QUOTED TEXT:
.....

Low Workflow Completion

Customers struggled to complete key workflows like Batch Load (data import) and Scheduled Queries (retention driver), directly impacting service adoption and customer retention.

Why it mattered: This friction was significantly impacting service adoption and customer retention. The 90+ day setup time wasn't due to technical complexity alone—it was cognitive overload from trying to apply the wrong mental model to a fundamentally different data structure.

Our Approach

Bridge the Gap, Don't Force the Change

The approach centered on two key principles: matching the customer's existing mental model (SQL databases) while using the interface itself as a teaching tool for time-series concepts. Rather than forcing customers to abandon their existing knowledge, I designed a bridge to new concepts.

1

Research & Discovery

I investigated the root cause of low adoption rates through support ticket analysis, regular meetings with Solution Architects who worked directly with customers, and customer journey mapping of the typical 90+ day setup process.

  • Analyzed patterns in customer struggles and common misconceptions
  • Identified friction points in the onboarding journey
  • Discovered customers were applying SQL principles to schemaless structures
2

Ideation & Design

I chose a visual builder approach over alternatives (improved documentation, tutorials, CLI tools) because it could simultaneously guide and educate users. Using Figma and the AWS Console Design System library, I created prototypes that made abstract concepts concrete.

  • Designed template-based starting points surfacing hidden best practices
  • Created auto-detection from sample data feature
  • Built visual relationship mapping to show how dimensions, measures, and time relate
3

Development & Implementation

I collaborated closely with service engineers to understand backend constraints and data model validation requirements, console engineers to implement the visual interface, and solution architects to validate that the tool addressed real customer needs and aligned with best practices.

  • Worked iteratively with regular check-ins to ensure technical feasibility
  • Maintained design integrity while accommodating backend requirements
  • Ensured performance with various data model sizes
4

Testing & Refinement

Internal testing with solution architects revealed that the visual relationship mapping needed to scale effectively for large schemas and that template categorization needed refinement based on common use cases.

.....

TO-DO LIST:
• a. Transcribe the part of the case study that opens with the words containing "Research & Discovery" and closes with "abstract concepts concrete.".
• b. Answer these questions from the case study:
(i) Which tools were used to create the prototypes?
(ii) How long did the typical setup process take?
(iii) With whom was the internal testing carried out?
• c. Decide whether each statement agrees with the case study. Answer yes or no, and quote the words that settle it.
(i) The visual builder was chosen over improved documentation, tutorials, and CLI tools.
(ii) The long setup time is blamed only on technical complexity.
(iii) Customers were applying SQL principles to schemaless structures.
Nothing in the lines that come after the case study is needed for this work.

.....

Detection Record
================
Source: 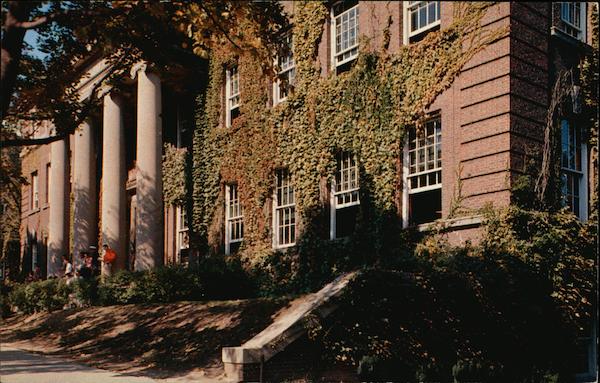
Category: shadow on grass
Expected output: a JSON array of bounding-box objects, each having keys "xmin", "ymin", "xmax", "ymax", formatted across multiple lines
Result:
[{"xmin": 0, "ymin": 298, "xmax": 289, "ymax": 377}]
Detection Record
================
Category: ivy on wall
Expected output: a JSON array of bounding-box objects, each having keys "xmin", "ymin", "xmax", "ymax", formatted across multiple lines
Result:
[{"xmin": 192, "ymin": 1, "xmax": 506, "ymax": 268}]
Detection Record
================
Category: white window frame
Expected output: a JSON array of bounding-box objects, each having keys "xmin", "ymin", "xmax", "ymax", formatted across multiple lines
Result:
[
  {"xmin": 329, "ymin": 152, "xmax": 360, "ymax": 239},
  {"xmin": 560, "ymin": 1, "xmax": 587, "ymax": 42},
  {"xmin": 560, "ymin": 119, "xmax": 588, "ymax": 221},
  {"xmin": 225, "ymin": 64, "xmax": 240, "ymax": 128},
  {"xmin": 402, "ymin": 1, "xmax": 442, "ymax": 45},
  {"xmin": 575, "ymin": 320, "xmax": 598, "ymax": 382},
  {"xmin": 273, "ymin": 169, "xmax": 298, "ymax": 249},
  {"xmin": 273, "ymin": 33, "xmax": 296, "ymax": 105},
  {"xmin": 225, "ymin": 184, "xmax": 244, "ymax": 255},
  {"xmin": 329, "ymin": 2, "xmax": 360, "ymax": 71},
  {"xmin": 44, "ymin": 162, "xmax": 52, "ymax": 206},
  {"xmin": 175, "ymin": 205, "xmax": 190, "ymax": 263},
  {"xmin": 31, "ymin": 170, "xmax": 39, "ymax": 210},
  {"xmin": 402, "ymin": 114, "xmax": 443, "ymax": 228},
  {"xmin": 30, "ymin": 231, "xmax": 41, "ymax": 271}
]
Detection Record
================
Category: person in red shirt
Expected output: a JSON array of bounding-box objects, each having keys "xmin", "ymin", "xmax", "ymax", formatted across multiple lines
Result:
[{"xmin": 102, "ymin": 243, "xmax": 117, "ymax": 275}]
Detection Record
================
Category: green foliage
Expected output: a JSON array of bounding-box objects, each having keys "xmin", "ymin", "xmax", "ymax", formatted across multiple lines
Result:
[
  {"xmin": 311, "ymin": 207, "xmax": 597, "ymax": 382},
  {"xmin": 198, "ymin": 256, "xmax": 256, "ymax": 299},
  {"xmin": 192, "ymin": 2, "xmax": 505, "ymax": 272},
  {"xmin": 8, "ymin": 279, "xmax": 72, "ymax": 314}
]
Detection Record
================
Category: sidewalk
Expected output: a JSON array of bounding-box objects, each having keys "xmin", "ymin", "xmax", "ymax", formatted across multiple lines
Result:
[{"xmin": 0, "ymin": 345, "xmax": 220, "ymax": 383}]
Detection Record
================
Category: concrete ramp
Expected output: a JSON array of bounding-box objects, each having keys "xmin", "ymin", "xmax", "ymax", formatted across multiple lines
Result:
[{"xmin": 222, "ymin": 272, "xmax": 356, "ymax": 382}]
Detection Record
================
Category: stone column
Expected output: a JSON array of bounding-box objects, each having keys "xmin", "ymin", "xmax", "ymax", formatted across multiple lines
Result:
[
  {"xmin": 133, "ymin": 64, "xmax": 164, "ymax": 270},
  {"xmin": 99, "ymin": 94, "xmax": 127, "ymax": 275},
  {"xmin": 47, "ymin": 138, "xmax": 70, "ymax": 277},
  {"xmin": 73, "ymin": 121, "xmax": 97, "ymax": 266}
]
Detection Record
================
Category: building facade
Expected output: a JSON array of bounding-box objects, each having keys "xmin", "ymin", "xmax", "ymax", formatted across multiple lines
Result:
[
  {"xmin": 16, "ymin": 1, "xmax": 597, "ymax": 379},
  {"xmin": 22, "ymin": 1, "xmax": 591, "ymax": 275}
]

.....

TASK-BY-TASK OUTPUTS:
• a.
Research & Discovery

I investigated the root cause of low adoption rates through support ticket analysis, regular meetings with Solution Architects who worked directly with customers, and customer journey mapping of the typical 90+ day setup process.

  • Analyzed patterns in customer struggles and common misconceptions
  • Identified friction points in the onboarding journey
  • Discovered customers were applying SQL principles to schemaless structures
2

Ideation & Design

I chose a visual builder approach over alternatives (improved documentation, tutorials, CLI tools) because it could simultaneously guide and educate users. Using Figma and the AWS Console Design System library, I created prototypes that made abstract concepts concrete.

• b.
(i) Figma and the AWS Console Design System library.
(ii) 90+ days.
(iii) Solution architects.

• c.
(i) Yes: "I chose a visual builder approach over alternatives (improved documentation, tutorials, CLI tools)"
(ii) No: "The 90+ day setup time wasn't due to technical complexity alone"
(iii) Yes: "Discovered customers were applying SQL principles to schemaless structures"